▶ _Study text_:
Opinion: This is the second book I have read from author Robert Pence, and I hope it will not be the last! I noticed that there has been barely any reviews on this book, and I have NO IDEA as to WHY. It is not very often that you find books that all ages can enjoy (like Robert Pence’s other amazing book called One Deed Dude), but Robert Pence really knows how to write stories that anyone can get lost in. This book would be great for adults, teenagers, and even kids. This feels like a great bedtime story for the kids, or just a lazy day read like it was for me.

Eleven-year-old Billy was looking out if his apartment window one night when he noticed a tall black creature, who was holding a heavy looking hammer in his hand, staring up at his window. The next day Marley and Humphrey, best friends of Billy, find out that he is missing. The police believe he has either run away or has been kidnapped, but Humphrey thinks otherwise.

After their friend Danny tells them the story of Thump Squash, a local creature that kidnaps children and cuts off their feet, Humphrey and Marley decide to take it upon themselves to find Billy, along with the help of Danny and his little brother Jimmy. Through tunnels and deep investigation, the four hunt for clues as to where Billy might be and to who might have taken him. While some of their suspects include their schools janitor and a local farmer, Humphrey can’t shake the feeling that it might be the creature named Thump Squash who was said to have died years ago.

▶ _Record set_:
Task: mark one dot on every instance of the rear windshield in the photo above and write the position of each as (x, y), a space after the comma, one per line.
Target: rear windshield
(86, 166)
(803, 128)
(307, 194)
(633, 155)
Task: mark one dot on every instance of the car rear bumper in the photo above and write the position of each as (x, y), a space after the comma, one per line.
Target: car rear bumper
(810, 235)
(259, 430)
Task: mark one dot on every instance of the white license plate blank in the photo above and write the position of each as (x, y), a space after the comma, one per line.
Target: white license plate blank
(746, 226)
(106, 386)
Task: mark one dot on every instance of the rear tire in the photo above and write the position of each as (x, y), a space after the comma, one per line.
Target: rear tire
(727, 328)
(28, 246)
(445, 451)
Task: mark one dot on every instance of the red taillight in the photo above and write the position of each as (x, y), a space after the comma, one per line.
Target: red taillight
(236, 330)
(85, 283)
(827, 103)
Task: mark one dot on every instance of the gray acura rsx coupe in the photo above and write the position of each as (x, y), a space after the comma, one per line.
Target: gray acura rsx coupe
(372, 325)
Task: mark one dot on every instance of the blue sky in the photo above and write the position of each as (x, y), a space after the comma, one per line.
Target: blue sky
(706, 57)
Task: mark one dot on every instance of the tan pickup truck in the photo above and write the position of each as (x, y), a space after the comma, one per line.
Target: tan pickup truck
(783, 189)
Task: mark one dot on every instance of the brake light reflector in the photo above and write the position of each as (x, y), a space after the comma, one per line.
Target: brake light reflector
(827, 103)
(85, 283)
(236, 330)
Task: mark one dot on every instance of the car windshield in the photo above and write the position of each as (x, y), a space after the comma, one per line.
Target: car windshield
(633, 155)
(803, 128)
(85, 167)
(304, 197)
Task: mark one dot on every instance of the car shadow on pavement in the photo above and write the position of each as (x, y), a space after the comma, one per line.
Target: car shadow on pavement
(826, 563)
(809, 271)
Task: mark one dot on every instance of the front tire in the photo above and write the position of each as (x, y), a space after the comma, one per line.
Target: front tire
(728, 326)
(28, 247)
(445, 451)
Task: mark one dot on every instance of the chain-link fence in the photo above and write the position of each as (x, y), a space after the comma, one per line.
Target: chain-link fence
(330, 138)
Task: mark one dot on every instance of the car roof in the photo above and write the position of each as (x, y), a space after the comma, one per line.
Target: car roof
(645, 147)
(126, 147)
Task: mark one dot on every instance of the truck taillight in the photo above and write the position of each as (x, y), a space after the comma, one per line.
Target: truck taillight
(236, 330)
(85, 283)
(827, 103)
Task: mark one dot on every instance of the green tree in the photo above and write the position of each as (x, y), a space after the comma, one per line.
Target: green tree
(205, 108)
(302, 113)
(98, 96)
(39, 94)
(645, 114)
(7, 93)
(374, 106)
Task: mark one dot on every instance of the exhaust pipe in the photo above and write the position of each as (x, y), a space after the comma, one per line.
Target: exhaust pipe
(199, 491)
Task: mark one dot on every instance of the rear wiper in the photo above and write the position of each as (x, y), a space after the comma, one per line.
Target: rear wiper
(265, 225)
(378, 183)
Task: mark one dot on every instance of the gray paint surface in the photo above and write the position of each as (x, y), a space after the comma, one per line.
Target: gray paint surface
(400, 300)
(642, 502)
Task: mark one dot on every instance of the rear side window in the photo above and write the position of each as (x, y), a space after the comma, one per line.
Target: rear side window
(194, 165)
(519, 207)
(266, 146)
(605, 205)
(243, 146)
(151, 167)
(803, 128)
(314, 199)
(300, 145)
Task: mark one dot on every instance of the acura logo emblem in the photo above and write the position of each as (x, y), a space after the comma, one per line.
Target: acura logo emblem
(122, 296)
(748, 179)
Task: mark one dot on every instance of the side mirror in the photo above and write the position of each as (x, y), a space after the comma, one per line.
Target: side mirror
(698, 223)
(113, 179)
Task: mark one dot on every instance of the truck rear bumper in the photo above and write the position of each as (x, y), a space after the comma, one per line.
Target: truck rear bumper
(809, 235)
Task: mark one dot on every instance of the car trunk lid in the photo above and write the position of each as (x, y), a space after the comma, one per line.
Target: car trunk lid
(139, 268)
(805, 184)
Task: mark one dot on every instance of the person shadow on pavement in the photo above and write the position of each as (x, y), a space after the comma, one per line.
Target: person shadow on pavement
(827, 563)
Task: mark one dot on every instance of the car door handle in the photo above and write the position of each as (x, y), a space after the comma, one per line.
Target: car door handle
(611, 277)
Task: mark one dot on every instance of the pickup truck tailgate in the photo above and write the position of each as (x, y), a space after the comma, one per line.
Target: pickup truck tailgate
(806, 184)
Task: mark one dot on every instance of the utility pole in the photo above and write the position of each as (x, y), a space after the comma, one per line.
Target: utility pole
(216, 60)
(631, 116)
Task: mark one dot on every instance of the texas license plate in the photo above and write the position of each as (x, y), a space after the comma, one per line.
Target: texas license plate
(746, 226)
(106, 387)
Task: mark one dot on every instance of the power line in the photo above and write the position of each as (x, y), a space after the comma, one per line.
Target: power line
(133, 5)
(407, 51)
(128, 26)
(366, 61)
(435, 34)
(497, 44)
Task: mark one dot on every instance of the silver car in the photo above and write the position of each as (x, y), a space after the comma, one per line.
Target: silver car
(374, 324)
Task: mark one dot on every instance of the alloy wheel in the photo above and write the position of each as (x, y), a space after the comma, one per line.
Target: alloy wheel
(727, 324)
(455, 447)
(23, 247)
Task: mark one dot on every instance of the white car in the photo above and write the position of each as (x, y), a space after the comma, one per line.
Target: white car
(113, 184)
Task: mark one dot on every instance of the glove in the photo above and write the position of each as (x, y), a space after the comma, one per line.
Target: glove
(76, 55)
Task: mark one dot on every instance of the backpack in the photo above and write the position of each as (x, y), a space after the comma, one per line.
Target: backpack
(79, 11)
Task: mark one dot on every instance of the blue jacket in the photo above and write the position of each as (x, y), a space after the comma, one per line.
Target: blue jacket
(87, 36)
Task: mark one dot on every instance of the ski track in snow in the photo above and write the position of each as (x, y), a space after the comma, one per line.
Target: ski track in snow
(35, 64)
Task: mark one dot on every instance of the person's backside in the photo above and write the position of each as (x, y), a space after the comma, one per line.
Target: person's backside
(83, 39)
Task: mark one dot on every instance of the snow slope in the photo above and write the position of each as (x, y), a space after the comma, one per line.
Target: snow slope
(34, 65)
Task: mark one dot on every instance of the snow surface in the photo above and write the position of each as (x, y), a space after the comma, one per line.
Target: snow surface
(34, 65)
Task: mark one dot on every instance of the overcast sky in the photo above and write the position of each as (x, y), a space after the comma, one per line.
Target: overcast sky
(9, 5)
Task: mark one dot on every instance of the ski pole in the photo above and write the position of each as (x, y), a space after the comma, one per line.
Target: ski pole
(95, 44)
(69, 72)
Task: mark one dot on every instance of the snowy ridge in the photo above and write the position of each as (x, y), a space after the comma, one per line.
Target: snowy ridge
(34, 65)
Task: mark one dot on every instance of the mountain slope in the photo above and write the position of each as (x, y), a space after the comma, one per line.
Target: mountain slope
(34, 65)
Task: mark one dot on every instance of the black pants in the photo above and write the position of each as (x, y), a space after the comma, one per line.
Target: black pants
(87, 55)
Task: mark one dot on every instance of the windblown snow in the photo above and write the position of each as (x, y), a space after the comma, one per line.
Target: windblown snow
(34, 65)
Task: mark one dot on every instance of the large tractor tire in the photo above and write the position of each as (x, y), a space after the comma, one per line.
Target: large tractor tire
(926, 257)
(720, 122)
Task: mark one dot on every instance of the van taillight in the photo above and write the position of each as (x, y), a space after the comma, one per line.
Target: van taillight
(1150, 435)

▶ _Apply what you read_:
- 1) Edit the book review, starting with "After their friend" and going on through "died years ago.", so that "neighborhood farmer" takes the place of "local farmer".
- 2) In the book review, who are Billy's best friends?
The entries have nothing to do with the book review.

▶ _Task solutions_:
- 1)
After their friend Danny tells them the story of Thump Squash, a local creature that kidnaps children and cuts off their feet, Humphrey and Marley decide to take it upon themselves to find Billy, along with the help of Danny and his little brother Jimmy. Through tunnels and deep investigation, the four hunt for clues as to where Billy might be and to who might have taken him. While some of their suspects include their schools janitor and a neighborhood farmer, Humphrey can’t shake the feeling that it might be the creature named Thump Squash who was said to have died years ago.

- 2) Marley and Humphrey